*QUESTIONS ON THE MATERIAL*.
1) Answer these questions from the article on the Scream VI soundtrack:
(a) Which label released the soundtrack?
(b) Who performed the single "Still Alive"?
(c) Whose themes from the previous films were left out of the new score?
2) Resume the article on the Scream VI soundtrack, starting after its last sentence.

Soundtrack album by Brian Tyler and Sven Faulconer
- Released: March 10, 2023
- Recorded: 2022–2023
- Genre: Film score
- Length: 95:23
- Label: Paramount Music

Brian Tyler chronology
| Chip 'n Dale: Rescue Rangers (2022) | Scream VI (2023) | The Super Mario Bros. Movie (2023) |

Sven Faulconer chronology
| The Elephant Whisperers (2022) | Scream VI (2023) | Unstable (2023) |

Singles from Scream VI (Music from the Motion Picture)
- "Still Alive" Released: March 3, 2023; "In My Head" Released: March 10, 2023;

= Scream VI (soundtrack) =

Scream VI (Music from the Motion Picture) is the soundtrack to the 2023 film Scream VI, the sixth instalment in the Scream franchise and the sequel to Scream (2022), directed by Matt Bettinelli-Olpin and Tyler Gillett. Featuring musical score composed by Brian Tyler and Sven Faulconer, the score was released by Paramount Music on March 10, 2023, alongside the film. It was preceded by two singles—"Still Alive" performed by Demi Lovato and "In My Head" by Mike Shinoda and Kailee Morgue.

== Development ==
In December 2022, Brian Tyler returned from the predecessor to score music for Scream VI. The following month, Sven Faulconer was hired to co-compose the music with Tyler, thereby marking his first feature composition. Due to the changes made in the writing and creative decisions, especially Neve Campbell's decision to not reprise her role as Sidney Prescott, the score for the film had new themes composed for the film, excluding Marco Beltrami's themes for the previous films.

*AVAILABLE DATA*.
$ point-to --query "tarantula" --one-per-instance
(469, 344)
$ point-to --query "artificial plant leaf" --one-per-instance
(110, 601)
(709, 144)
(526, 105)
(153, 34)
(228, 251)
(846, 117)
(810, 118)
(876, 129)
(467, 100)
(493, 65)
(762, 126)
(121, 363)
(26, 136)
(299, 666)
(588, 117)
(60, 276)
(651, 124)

*WRITTEN RESPONSES*.
1)
(a) Paramount Music
(b) Demi Lovato
(c) Marco Beltrami's

2)
== Release ==
American singer Demi Lovato performed "Still Alive", which served as the lead single of the soundtrack, and released on March 3, 2023 by Island Records. The accompanying music video was broadcast on the ABC television series Good Morning America. In February 2023, Linkin Park's Mike Shinoda during an interview with KROQ had revealed that he would be releasing a solo song as part of the Scream VI soundtrack. The aforementioned track has been titled "In My Head", and Kailee Morgue was the featured artist in the song, released on March 10, 2023.

A 6-minute score suite composed by Tyler for the film had been released exclusively on Collider on March 9, 2023. Reviewing for that cue, Matt Villei had felt that it "combines somber and haunting strings along with hints of soft percussion and piano that start slow and builds until it becomes loud and frantic before returning to its slow introduction, adding voices and other sounds to build back towards a frenetic section." Tyler and Faulconer's score was released by Paramount Music on March 10, 2023.

It is the first Scream soundtrack, not to be distributed by Varèse Sarabande which previously released score soundtracks of the predecessors. However, the label had issued a double CD and double LP editions of the album in collaboration with Craft Recordings. The double CD edition featured a 12-page booklet with cast photos from the set which was released on September 1. The vinyl edition consisted of a 180-gram LP records pressed in stab green and black colored variant and a gatefold jacket packaged with an original artwork from illustrator Doaly was released on December 1.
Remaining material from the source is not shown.